◆ WORK REQUIRED: Give every line from the start of the records up to and including the line that contains "[[323, 90, 359, 132]]" as a JSON list of strings, one string per line, with blank lines left out.
[START RECORDED DATA]
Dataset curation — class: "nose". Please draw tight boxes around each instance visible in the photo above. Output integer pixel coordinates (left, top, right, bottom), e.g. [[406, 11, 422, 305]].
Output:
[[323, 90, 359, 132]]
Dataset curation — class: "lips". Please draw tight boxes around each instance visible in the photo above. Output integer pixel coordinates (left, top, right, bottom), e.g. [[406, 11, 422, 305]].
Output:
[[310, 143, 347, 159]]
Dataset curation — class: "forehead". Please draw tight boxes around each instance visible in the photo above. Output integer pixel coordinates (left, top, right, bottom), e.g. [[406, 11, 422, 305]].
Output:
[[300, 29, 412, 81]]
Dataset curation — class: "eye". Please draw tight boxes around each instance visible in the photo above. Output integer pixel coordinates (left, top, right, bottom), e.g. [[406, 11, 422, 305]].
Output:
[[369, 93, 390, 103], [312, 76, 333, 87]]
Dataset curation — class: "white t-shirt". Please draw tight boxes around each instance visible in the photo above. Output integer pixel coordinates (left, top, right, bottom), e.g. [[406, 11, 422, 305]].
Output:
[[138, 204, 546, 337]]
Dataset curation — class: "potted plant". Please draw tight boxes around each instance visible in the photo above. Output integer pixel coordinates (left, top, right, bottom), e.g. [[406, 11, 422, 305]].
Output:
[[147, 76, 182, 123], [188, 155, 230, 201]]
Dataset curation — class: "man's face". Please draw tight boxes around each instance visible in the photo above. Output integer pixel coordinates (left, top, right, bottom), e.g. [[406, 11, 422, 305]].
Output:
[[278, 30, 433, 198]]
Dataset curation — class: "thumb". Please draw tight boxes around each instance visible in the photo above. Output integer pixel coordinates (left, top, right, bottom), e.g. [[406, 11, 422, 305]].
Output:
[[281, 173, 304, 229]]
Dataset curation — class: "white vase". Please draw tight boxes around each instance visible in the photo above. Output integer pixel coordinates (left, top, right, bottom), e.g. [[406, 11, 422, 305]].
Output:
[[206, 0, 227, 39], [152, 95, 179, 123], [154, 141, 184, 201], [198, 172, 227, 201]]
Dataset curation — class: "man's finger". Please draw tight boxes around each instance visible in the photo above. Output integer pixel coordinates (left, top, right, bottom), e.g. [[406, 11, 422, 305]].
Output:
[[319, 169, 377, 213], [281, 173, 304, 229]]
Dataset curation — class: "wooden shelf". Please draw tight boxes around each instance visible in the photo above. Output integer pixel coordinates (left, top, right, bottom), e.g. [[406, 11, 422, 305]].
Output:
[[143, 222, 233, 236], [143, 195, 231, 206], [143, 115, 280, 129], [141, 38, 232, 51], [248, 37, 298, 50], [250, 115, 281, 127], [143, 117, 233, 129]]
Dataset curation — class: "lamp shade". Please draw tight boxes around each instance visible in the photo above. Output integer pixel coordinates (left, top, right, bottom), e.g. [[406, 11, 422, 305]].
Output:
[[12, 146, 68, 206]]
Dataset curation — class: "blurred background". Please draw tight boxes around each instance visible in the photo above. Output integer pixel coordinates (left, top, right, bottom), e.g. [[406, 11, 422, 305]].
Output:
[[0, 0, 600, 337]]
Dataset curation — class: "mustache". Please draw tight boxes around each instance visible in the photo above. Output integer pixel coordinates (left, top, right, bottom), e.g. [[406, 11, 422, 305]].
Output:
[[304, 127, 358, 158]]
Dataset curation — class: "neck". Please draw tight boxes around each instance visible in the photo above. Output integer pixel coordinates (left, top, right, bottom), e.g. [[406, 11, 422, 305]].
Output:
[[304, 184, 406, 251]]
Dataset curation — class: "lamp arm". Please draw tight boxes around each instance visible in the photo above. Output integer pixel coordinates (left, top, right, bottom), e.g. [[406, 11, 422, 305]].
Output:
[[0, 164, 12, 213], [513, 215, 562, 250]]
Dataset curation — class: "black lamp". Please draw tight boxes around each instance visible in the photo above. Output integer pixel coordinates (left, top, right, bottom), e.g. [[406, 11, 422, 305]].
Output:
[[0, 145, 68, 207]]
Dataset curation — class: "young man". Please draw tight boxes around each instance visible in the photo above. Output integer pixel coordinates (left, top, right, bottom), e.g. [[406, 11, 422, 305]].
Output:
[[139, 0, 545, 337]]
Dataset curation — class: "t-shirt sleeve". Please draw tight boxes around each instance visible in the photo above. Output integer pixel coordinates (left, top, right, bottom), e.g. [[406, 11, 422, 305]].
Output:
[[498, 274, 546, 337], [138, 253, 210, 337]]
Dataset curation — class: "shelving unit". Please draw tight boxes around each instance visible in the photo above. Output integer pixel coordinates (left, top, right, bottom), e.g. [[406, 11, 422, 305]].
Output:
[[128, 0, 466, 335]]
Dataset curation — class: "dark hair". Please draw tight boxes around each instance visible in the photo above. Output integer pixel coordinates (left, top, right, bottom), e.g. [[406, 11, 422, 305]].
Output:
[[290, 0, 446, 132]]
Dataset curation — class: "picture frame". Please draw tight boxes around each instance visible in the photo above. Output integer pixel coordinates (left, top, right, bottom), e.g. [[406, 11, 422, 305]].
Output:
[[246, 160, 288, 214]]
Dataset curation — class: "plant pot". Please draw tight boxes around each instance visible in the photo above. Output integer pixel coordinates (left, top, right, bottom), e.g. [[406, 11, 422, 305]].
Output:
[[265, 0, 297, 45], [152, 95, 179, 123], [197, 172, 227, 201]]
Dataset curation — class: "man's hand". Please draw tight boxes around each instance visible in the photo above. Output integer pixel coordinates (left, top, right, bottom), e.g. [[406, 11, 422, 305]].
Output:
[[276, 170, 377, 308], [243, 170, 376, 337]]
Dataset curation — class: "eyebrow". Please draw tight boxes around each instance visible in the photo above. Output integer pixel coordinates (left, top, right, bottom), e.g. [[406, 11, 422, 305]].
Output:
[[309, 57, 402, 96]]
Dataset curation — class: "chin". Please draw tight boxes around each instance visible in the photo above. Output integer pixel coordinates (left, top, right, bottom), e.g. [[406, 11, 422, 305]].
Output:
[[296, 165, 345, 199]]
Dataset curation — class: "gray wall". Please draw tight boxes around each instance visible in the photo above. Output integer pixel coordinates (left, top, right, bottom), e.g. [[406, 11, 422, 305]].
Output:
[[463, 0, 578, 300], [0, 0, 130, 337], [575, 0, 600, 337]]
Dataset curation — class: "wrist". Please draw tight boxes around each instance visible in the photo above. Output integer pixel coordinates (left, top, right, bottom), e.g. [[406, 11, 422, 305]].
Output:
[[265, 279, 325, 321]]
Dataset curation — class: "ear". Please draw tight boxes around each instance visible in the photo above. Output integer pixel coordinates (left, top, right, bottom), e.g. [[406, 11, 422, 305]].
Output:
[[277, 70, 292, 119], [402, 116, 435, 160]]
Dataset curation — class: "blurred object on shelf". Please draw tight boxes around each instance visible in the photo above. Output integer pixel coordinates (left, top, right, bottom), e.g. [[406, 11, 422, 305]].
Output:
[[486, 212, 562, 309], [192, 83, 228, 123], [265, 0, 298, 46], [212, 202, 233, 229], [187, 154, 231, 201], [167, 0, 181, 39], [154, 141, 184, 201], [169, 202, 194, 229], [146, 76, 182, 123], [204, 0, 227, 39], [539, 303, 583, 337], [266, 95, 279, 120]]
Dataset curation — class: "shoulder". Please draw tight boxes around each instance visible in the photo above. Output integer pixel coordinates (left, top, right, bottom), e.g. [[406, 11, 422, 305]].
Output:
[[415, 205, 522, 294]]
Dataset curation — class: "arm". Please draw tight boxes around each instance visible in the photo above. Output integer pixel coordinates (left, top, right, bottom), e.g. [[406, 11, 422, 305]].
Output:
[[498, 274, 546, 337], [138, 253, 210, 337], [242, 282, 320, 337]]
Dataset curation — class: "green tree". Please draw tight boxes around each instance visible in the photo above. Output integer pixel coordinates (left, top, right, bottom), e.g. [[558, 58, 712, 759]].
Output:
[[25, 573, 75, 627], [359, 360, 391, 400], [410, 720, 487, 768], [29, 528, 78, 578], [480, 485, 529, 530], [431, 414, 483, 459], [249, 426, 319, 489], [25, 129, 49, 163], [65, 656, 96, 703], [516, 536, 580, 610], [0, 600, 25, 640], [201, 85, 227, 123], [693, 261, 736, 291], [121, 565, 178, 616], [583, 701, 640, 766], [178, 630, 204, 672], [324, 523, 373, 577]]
[END RECORDED DATA]
◆ WRITTEN RESPONSE:
[
  "Dataset curation — class: \"nose\". Please draw tight boxes around each instance visible in the photo above. Output integer pixel coordinates (left, top, right, bottom), e.g. [[406, 11, 422, 305]].",
  "Output:",
  "[[323, 90, 359, 132]]"
]